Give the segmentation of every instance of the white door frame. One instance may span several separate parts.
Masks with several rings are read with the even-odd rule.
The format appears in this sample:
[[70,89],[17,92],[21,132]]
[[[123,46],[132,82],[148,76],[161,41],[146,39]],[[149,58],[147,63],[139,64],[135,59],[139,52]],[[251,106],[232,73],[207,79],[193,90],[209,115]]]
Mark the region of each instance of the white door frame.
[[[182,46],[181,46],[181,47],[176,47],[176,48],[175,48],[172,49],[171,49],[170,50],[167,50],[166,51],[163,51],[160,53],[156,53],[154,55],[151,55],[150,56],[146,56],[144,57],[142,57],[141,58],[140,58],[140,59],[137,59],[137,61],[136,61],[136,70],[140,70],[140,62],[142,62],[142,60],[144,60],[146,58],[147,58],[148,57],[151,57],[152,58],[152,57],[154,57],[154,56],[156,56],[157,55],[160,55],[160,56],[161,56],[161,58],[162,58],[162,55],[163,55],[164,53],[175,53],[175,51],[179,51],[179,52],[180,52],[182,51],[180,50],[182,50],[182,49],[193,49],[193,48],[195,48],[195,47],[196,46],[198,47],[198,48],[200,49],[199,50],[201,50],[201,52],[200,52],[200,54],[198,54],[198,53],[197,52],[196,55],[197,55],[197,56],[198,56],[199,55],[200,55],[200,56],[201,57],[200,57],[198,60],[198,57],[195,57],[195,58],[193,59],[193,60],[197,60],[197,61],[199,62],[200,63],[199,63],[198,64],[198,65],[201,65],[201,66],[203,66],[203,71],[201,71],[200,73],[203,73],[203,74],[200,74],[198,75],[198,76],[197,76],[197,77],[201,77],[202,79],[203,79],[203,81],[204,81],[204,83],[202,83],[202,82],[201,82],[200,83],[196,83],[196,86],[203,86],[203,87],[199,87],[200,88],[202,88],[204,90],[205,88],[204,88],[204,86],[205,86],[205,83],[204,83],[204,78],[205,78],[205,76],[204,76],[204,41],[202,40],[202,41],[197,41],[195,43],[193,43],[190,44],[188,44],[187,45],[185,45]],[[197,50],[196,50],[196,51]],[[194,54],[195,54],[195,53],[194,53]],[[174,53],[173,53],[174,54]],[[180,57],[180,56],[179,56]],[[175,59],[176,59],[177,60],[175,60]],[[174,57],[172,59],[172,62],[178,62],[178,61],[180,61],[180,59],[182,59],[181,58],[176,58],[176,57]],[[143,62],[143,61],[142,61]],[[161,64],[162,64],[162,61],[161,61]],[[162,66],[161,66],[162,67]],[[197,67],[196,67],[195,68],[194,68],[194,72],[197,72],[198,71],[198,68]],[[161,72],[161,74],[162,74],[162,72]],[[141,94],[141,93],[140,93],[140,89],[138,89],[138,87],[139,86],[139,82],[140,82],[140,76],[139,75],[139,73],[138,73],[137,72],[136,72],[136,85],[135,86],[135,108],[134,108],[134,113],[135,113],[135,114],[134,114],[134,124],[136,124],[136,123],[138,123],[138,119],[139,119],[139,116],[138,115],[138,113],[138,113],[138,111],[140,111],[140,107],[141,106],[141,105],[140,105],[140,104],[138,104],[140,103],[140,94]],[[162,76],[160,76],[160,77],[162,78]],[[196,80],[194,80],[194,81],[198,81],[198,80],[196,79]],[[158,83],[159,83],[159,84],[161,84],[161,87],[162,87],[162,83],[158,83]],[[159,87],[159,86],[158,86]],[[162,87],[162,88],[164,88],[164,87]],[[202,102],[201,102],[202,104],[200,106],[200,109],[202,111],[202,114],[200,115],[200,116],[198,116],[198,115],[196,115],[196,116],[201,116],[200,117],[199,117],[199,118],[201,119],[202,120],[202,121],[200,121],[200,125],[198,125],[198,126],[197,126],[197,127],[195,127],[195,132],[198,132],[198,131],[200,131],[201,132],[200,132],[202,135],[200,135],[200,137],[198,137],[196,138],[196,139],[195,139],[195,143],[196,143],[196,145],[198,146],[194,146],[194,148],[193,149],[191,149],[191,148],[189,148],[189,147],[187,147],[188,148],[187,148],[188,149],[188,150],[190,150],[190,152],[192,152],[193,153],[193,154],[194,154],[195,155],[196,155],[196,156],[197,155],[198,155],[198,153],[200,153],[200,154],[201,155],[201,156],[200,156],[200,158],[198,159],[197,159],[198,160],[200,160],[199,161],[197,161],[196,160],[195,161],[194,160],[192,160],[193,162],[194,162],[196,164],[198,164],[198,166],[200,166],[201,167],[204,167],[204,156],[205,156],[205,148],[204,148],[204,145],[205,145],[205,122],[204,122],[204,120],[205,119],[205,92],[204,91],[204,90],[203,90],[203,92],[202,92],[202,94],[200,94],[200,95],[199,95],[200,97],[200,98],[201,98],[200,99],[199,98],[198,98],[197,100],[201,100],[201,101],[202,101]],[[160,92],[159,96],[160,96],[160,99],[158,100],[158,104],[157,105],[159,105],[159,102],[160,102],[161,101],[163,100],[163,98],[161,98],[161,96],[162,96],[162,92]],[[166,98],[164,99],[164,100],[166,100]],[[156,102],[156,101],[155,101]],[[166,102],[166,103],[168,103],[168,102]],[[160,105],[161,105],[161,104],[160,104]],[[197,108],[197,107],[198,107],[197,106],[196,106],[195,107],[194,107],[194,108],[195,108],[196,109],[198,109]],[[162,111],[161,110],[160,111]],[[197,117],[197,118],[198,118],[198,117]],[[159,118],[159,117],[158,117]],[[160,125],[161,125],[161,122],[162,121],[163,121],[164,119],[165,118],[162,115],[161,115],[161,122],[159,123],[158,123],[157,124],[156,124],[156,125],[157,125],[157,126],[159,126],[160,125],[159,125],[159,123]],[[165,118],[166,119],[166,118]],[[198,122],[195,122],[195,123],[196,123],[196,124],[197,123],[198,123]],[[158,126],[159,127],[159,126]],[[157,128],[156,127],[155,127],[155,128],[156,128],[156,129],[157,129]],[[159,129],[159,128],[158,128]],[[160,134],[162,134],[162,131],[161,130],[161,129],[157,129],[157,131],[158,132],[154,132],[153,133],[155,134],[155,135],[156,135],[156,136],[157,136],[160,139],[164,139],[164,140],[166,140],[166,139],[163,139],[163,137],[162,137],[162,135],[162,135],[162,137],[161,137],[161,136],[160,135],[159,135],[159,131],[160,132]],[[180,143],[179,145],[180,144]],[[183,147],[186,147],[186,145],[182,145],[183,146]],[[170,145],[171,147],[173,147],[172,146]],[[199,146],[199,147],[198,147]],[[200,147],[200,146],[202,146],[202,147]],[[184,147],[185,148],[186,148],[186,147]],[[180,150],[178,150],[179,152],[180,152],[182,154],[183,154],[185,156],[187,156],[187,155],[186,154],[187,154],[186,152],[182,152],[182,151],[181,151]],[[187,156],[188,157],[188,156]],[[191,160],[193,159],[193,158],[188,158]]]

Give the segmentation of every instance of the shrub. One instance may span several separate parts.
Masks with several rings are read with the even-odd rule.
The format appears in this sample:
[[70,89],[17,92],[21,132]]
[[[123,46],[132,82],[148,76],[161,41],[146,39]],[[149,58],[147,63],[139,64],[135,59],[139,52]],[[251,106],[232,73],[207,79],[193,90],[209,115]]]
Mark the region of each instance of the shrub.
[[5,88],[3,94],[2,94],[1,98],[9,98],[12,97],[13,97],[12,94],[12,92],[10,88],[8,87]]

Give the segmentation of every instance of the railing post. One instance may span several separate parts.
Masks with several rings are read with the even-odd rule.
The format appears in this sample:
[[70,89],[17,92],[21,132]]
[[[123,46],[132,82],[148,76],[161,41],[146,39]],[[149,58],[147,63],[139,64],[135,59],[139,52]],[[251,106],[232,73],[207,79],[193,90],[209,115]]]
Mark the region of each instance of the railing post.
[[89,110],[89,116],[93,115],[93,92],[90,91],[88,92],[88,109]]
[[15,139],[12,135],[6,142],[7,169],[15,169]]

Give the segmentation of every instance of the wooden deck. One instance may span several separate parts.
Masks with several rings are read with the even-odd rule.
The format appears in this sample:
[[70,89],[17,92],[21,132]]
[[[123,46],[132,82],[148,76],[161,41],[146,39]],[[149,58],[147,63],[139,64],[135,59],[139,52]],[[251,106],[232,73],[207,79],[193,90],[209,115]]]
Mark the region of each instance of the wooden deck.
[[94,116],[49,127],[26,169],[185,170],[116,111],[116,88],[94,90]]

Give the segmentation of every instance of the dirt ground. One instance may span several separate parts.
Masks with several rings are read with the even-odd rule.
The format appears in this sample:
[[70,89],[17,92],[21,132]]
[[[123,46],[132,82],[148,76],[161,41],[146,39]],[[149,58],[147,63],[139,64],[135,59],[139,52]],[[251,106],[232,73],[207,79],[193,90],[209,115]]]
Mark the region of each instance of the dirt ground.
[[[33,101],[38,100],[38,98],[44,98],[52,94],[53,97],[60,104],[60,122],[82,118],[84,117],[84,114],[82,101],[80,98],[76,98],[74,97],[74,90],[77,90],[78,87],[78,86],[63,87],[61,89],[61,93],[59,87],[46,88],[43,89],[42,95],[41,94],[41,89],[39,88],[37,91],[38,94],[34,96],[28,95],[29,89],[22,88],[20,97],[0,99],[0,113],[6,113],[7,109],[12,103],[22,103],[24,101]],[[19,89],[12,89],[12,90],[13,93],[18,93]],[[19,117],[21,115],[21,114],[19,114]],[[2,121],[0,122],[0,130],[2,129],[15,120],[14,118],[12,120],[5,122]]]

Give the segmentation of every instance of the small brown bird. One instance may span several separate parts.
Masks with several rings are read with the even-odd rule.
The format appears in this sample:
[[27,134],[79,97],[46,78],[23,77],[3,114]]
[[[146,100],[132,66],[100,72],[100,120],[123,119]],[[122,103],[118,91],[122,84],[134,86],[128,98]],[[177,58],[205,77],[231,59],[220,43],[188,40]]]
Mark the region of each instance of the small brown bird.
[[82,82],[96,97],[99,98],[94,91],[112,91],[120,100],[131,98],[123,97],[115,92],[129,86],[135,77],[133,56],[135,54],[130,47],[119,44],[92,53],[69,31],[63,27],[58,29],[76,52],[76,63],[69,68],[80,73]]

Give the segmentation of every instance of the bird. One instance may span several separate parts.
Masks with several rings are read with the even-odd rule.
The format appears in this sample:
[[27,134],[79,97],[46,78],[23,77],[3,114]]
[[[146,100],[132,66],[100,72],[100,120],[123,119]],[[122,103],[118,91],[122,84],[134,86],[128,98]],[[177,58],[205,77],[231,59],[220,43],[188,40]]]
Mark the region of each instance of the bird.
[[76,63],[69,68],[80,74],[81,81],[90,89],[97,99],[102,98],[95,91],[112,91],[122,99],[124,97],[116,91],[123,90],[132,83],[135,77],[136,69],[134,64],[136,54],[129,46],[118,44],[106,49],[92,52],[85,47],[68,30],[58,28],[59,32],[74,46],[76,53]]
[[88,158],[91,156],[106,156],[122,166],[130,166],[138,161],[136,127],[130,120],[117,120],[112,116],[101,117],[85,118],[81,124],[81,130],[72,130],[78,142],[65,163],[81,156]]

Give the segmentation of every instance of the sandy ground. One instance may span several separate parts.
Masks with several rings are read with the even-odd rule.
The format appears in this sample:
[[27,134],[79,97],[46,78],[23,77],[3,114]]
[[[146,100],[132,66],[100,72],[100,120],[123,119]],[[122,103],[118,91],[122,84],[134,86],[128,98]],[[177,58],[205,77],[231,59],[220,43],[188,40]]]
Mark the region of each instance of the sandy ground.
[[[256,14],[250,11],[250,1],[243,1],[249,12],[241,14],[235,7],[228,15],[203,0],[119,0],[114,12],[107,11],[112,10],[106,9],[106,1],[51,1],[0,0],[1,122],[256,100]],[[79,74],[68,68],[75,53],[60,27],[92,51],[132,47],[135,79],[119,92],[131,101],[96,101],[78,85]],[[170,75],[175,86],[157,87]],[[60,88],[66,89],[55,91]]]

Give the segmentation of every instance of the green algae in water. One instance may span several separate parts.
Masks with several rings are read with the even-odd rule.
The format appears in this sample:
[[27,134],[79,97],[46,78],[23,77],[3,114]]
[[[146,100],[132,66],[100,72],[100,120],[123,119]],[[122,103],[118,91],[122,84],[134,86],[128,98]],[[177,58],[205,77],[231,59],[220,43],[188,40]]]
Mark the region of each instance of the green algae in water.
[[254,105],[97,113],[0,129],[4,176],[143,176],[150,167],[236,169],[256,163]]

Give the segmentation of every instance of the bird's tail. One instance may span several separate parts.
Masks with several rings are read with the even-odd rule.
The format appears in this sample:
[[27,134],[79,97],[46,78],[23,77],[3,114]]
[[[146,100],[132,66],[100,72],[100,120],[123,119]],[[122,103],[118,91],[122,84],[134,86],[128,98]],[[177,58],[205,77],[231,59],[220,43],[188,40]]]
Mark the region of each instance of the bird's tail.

* * * * * * * * *

▶ [The problem]:
Turn the listing, starting at its first line and ending at the line that contains "Mark the region of each instance of the white", into a JSON list of strings with one string per line and blank lines left out.

▶ [Solution for this task]:
[
  "Give the segmentation of every instance of the white door frame. One instance may span several separate parts.",
  "Masks with several rings are read with the even-odd rule.",
  "The format appears in this sample:",
  "[[70,89],[17,92],[21,132]]",
  "[[[123,46],[132,82],[148,76],[161,41],[146,39]],[[149,58],[147,63],[139,64],[135,59],[139,52]],[[251,106],[232,73],[207,79],[193,90],[209,115]]]",
  "Mark the region of each instance of the white door frame."
]